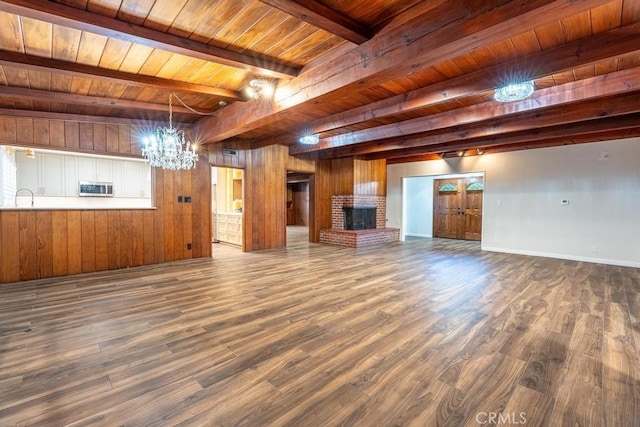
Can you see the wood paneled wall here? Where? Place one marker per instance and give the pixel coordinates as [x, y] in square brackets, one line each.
[96, 138]
[343, 176]
[265, 204]
[218, 156]
[370, 177]
[45, 243]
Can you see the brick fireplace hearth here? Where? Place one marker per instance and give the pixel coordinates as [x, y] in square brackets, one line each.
[337, 235]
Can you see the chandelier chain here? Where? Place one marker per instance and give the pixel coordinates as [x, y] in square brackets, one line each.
[168, 148]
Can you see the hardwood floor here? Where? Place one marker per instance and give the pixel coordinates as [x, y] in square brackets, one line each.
[425, 332]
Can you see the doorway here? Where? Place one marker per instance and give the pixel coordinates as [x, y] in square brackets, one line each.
[227, 205]
[299, 215]
[457, 208]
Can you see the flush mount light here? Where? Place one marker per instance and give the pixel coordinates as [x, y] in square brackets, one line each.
[309, 139]
[260, 88]
[514, 92]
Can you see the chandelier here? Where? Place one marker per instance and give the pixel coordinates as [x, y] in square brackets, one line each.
[168, 149]
[514, 92]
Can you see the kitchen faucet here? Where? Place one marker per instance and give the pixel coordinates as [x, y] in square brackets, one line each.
[23, 189]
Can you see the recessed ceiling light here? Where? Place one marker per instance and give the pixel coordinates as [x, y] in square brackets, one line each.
[311, 139]
[514, 92]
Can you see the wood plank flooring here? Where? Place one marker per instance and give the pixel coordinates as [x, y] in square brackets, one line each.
[421, 333]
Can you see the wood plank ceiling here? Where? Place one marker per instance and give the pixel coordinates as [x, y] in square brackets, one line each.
[395, 79]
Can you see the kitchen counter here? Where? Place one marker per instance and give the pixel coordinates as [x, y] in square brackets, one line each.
[72, 208]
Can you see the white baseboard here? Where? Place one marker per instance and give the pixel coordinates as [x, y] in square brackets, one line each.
[564, 256]
[418, 235]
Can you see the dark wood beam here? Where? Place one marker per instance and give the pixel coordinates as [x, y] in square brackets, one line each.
[593, 120]
[578, 53]
[94, 101]
[85, 118]
[607, 135]
[322, 17]
[444, 32]
[37, 63]
[496, 128]
[60, 14]
[596, 87]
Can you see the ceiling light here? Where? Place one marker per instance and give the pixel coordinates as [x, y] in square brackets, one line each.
[514, 92]
[311, 139]
[168, 149]
[258, 88]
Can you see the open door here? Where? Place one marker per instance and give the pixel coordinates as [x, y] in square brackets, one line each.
[457, 208]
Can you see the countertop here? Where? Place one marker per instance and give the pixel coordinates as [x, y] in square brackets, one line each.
[72, 208]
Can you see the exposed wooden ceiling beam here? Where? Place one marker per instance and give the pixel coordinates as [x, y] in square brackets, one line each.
[85, 118]
[94, 101]
[578, 53]
[37, 63]
[596, 87]
[445, 32]
[552, 142]
[494, 128]
[613, 127]
[322, 17]
[60, 14]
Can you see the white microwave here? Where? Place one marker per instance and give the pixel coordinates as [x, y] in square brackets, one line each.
[95, 189]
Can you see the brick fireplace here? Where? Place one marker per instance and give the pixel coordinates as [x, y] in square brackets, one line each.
[338, 235]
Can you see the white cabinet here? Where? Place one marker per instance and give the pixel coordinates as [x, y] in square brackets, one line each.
[51, 175]
[134, 179]
[27, 172]
[45, 174]
[57, 175]
[70, 176]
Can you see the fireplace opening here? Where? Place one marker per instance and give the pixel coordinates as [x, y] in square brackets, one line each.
[359, 218]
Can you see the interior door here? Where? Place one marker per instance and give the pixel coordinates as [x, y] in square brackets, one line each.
[457, 208]
[473, 189]
[447, 205]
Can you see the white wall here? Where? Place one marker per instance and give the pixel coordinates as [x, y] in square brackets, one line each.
[7, 176]
[418, 206]
[522, 199]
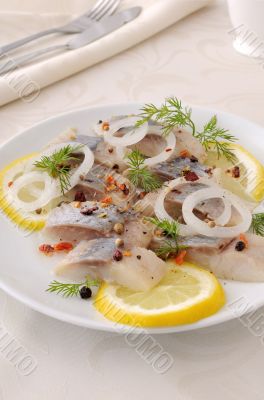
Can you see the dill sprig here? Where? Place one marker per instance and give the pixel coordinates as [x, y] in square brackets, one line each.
[57, 165]
[213, 136]
[257, 225]
[139, 174]
[173, 114]
[171, 231]
[70, 289]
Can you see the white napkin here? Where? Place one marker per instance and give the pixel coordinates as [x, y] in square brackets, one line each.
[19, 18]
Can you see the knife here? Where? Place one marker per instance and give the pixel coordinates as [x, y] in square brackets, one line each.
[96, 31]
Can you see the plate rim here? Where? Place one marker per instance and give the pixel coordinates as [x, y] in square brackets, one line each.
[106, 325]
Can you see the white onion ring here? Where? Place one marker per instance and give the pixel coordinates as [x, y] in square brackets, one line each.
[187, 230]
[49, 191]
[52, 187]
[219, 231]
[161, 157]
[133, 136]
[160, 211]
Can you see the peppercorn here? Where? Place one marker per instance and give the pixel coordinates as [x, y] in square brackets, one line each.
[240, 246]
[88, 211]
[80, 196]
[119, 228]
[235, 172]
[85, 292]
[193, 159]
[190, 176]
[119, 242]
[118, 255]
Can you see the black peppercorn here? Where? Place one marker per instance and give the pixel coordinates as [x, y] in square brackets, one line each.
[240, 246]
[118, 255]
[193, 159]
[88, 211]
[80, 196]
[85, 292]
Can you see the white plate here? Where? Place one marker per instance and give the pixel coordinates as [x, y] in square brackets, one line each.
[25, 274]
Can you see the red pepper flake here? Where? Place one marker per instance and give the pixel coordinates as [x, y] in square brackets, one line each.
[110, 179]
[243, 238]
[63, 246]
[184, 153]
[80, 196]
[123, 187]
[118, 255]
[179, 259]
[107, 200]
[142, 195]
[46, 249]
[190, 176]
[105, 126]
[235, 172]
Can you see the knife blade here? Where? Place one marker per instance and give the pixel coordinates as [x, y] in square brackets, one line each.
[96, 31]
[104, 27]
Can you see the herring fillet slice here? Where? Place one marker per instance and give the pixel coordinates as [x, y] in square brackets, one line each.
[68, 223]
[245, 266]
[140, 271]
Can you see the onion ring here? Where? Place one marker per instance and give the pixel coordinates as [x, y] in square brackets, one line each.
[134, 135]
[49, 191]
[188, 230]
[219, 231]
[161, 157]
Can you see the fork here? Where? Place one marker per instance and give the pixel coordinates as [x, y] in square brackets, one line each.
[101, 9]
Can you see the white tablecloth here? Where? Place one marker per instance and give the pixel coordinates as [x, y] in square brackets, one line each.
[194, 60]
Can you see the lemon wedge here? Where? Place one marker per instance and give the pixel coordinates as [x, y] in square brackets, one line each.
[186, 294]
[250, 183]
[27, 221]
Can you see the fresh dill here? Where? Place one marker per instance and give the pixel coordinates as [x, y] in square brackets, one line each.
[70, 289]
[171, 231]
[213, 136]
[139, 174]
[57, 165]
[257, 224]
[173, 114]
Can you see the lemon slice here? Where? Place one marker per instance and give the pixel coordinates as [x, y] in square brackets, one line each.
[186, 294]
[28, 221]
[250, 184]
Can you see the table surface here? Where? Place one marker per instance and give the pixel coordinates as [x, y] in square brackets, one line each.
[194, 60]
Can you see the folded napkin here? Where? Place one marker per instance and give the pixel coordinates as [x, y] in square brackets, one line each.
[19, 18]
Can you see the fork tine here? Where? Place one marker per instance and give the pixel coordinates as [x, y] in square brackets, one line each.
[108, 9]
[95, 7]
[100, 5]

^^^^^^^^^^^^^^^^

:: Aim ::
Copy out the records above in full, exactly as written, but not the pictures.

:: Result ::
Can you see the wood paneled wall here? Where? Place one marker per instance and give the pixel coordinates as [x, y] in square brackets, one line each.
[96, 138]
[343, 176]
[265, 204]
[218, 156]
[370, 177]
[45, 243]
Can you see the brick fireplace hearth here? Where? Place one marker per instance and give the pixel coordinates as [x, y] in square brackets, one line each.
[337, 235]
Can you see the chandelier chain here? Where? Place one marker per instance and give the pixel coordinates as [x, y] in square brackets, one line each.
[168, 148]
Can you see the hardwood floor here? Where? Place one marker per instance and give the pixel coordinates as [x, y] in square brackets, one line each.
[425, 332]
Can you see the doorway here? Where? Place one marker per instance and give the pixel coordinates as [x, y] in square brackets, one line each.
[227, 205]
[299, 215]
[457, 208]
Can you see the flush mount light here? Where? Place one marker per instance and give the pixel coordinates as [x, y] in square brackets, one line each.
[309, 139]
[260, 88]
[514, 92]
Can you see the chandelier here? Where? Place one marker per instance and give the pixel coordinates as [x, y] in square brackets, one line each.
[168, 149]
[514, 92]
Can you see the kitchen faucet here? Where? Place one marker per instance and give the pixel coordinates as [x, y] in square brackets, one line each.
[23, 189]
Can you see the recessed ceiling light here? Where? Place one marker per instance and give the pixel coordinates as [x, y] in square brackets, one line each.
[311, 139]
[514, 92]
Can you see the wood plank flooring here? Where? Place one marker per instance and give the pixel coordinates as [x, y] in square brackets, one line each.
[421, 333]
Can you see the wood plank ceiling here? Where? Place one marker per instance and give the pixel coordinates as [x, y] in square brackets, one line each.
[395, 79]
Can you see the kitchen counter here? Where? Place one marker per instance and give the pixel coordinates as [x, y] in square brackets, one line each.
[72, 208]
Can you see the white baseboard here? Where? Place one marker per instance and give the pixel coordinates as [x, y] in square brackets, one line each.
[564, 256]
[418, 235]
Can you see the dark wood beam here? Where? Place one marker per instance and give the pixel coordinates as [x, y] in square brackets, one line each.
[593, 120]
[578, 53]
[94, 101]
[85, 118]
[607, 135]
[322, 17]
[444, 32]
[37, 63]
[496, 128]
[60, 14]
[596, 87]
Can you see the ceiling light here? Where? Place one marker per instance and give the pixel coordinates as [x, y] in square brackets, one line each.
[514, 92]
[311, 139]
[168, 149]
[258, 88]
Can you see the open door here? Where? Place one marker per instance and give the pixel coordinates as [x, y] in square brackets, one line each.
[457, 208]
Can you see the countertop here? Where? Place one marker per instance and give the pixel coordinates as [x, y] in square brackets, one line each.
[72, 208]
Can you see the exposed wooden ceiling beam here? Where? Place one marker per instance and give the pixel coordinates as [x, y] in square brackets, one line each.
[85, 118]
[94, 101]
[578, 53]
[37, 63]
[596, 87]
[445, 32]
[552, 142]
[494, 128]
[613, 127]
[322, 17]
[60, 14]
Can you see the white microwave here? Where? Place one marker per instance and give the pixel coordinates as [x, y] in square brackets, one line each.
[95, 189]
Can you see the brick fireplace here? Where? Place one marker per instance and give the pixel coordinates as [x, y] in square brackets, one line each.
[338, 235]
Can you see the white cabinet here? Where? Place one marker per instance and give the pixel coordinates as [x, y] in square brackets, one line each.
[51, 175]
[134, 179]
[27, 172]
[45, 174]
[57, 175]
[70, 176]
Can you see the fireplace opening here? Where? Place one marker per instance and give the pixel coordinates as [x, y] in square brackets, one line each.
[359, 218]
Can you see the interior door here? Where? Place one marker per instance and give the pixel coordinates as [x, y] in square brackets, one line each.
[457, 208]
[473, 189]
[447, 205]
Can you see the white wall here? Where? Place one marker per instance and give the pixel coordinates as [x, y] in square brackets, one line each.
[7, 176]
[418, 206]
[522, 199]
Can you see the dill sprig here? Where? Place one marker per instance and give the pixel coordinates as [x, y] in square brackets, one line each.
[57, 165]
[213, 136]
[257, 225]
[139, 174]
[173, 114]
[171, 231]
[70, 289]
Can you see the white napkin here? Where? Place one marker per instance and give the pixel coordinates as [x, y] in square brackets, one line each.
[19, 18]
Can you see the knife here? Where? Place one marker per instance and give the pixel coordinates as [x, y] in square brackets, one line each.
[96, 31]
Can you see the plate rim here? Where? Place one marker per instance and give the pixel coordinates as [x, y] in square brackets, one line each.
[106, 325]
Can you see the white onion ring here? Where? Place one marker per instance and give the pixel coordinates as [x, y] in square brackets, one line each.
[187, 230]
[49, 191]
[52, 187]
[219, 231]
[161, 157]
[133, 136]
[160, 211]
Can you see the peppercorn here? Where? Place one marker per instance and give the pixel coordinates as [x, y] in square brackets, one line each.
[240, 246]
[88, 211]
[80, 196]
[119, 228]
[235, 172]
[85, 292]
[193, 159]
[190, 176]
[119, 242]
[118, 255]
Can you see the black peppercorn here? Where? Place one marker per instance and give the pixel coordinates as [x, y] in square brackets, one line each.
[240, 246]
[118, 255]
[193, 159]
[88, 211]
[80, 196]
[85, 292]
Can you see the white plate here? Where? Place one marker per instance and give the pixel coordinates as [x, y] in square brackets, one line each.
[25, 274]
Can you see the red pepper flake here? Where? Place one marker per instance and give the pixel coordinates as [x, y] in square brackets, one line each.
[110, 179]
[243, 238]
[63, 246]
[184, 153]
[80, 196]
[123, 187]
[118, 255]
[179, 259]
[107, 200]
[142, 195]
[46, 249]
[190, 176]
[105, 126]
[235, 172]
Can you see the knife blade here? Where? Place one marker per instance and give the pixel coordinates as [x, y] in square brackets, one line each.
[96, 31]
[104, 27]
Can you see the herring fillet slice here? Where? Place one marker per instance and give the pixel coordinates as [x, y] in square brackets, one line each.
[68, 223]
[245, 266]
[140, 271]
Can you see the onion ring here? Where? Place one marker per instance and give the pixel coordinates as [x, y] in square brackets, one line each.
[134, 135]
[49, 191]
[188, 230]
[219, 231]
[161, 157]
Can you see the fork here? Where? Place one marker per instance and give the pixel coordinates as [x, y] in square brackets, one line each.
[101, 9]
Can you see the white tablecloth here? Where? Place one marker per instance and give the pixel coordinates as [x, y] in square brackets, one line each.
[194, 60]
Can you see the lemon wedge here? Where? Place one marker per instance and give the pixel coordinates as [x, y] in square brackets, one line each.
[186, 294]
[250, 183]
[27, 221]
Can you see the fresh dill here? Where? Place one marker per instance and give the pixel coordinates as [x, y] in square brackets, one line each.
[70, 289]
[171, 231]
[213, 136]
[139, 174]
[57, 165]
[257, 224]
[173, 114]
Can you see the lemon slice here? Where? Place one marker per instance and give the pixel coordinates as [x, y] in square brackets, one line each.
[186, 294]
[28, 221]
[250, 184]
Can you see the table surface here? Where? Place one marker per instance and give the pixel coordinates as [x, y] in square brackets, one line each.
[194, 60]
Can you see the folded napkin here? Where? Place one marker per instance and give the pixel coordinates as [x, y] in square brackets, one line each.
[19, 18]
Can you see the fork tine here? Where? Place one marker per instance and give the pixel coordinates as [x, y] in square brackets, one line each.
[108, 9]
[95, 7]
[100, 5]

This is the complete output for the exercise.